“Advocacy is key,’’ was the reoccurring message at a September 12 mental health forum sponsored by Montgomery College and co-sponsored by NBC4.
Held at the Takoma Park/Silver Spring campus, panelists pointed out that mental health is the leading cause of disability in the United States and Canada. Suicide currently is the third leading cause of death in adolescents.
“It takes strength and courage to speak up,” expressed Lisa Collins, a licensed psychologist from Mt. Pleasant S.C., who appeared on the panel.
Collins, along with other speakers on the panel, shared various guidelines how the community can address mental health illnesses. The community must have mental health literacy. The more parents understand, the more they will recognize the signs, said the panel chaired by Scot Marken, chief executive officer of the Mental Health Society of Montgomery County.
Natalie Maiden, psychology professor at Montgomery College, Takoma Park/Silver Spring, and Dr. Donna Holland-Barnes, sociology professor at Howard University, also appeared on the forum panel.

[WORK REQUEST 1] According to the forum article, who chaired the panel?
[WORK REQUEST 2] Extract the passage of the forum article between "Collins, along with" and "the forum panel.", inclusive.
The listing is separate material and is not part of the forum article.

[SUPPLIED DATA]
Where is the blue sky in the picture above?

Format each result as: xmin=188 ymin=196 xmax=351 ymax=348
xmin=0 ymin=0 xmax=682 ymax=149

[SOLUTION 1] Scot Marken, chief executive officer of the Mental Health Society of Montgomery County.

[SOLUTION 2]
Collins, along with other speakers on the panel, shared various guidelines how the community can address mental health illnesses. The community must have mental health literacy. The more parents understand, the more they will recognize the signs, said the panel chaired by Scot Marken, chief executive officer of the Mental Health Society of Montgomery County.
Natalie Maiden, psychology professor at Montgomery College, Takoma Park/Silver Spring, and Dr. Donna Holland-Barnes, sociology professor at Howard University, also appeared on the forum panel.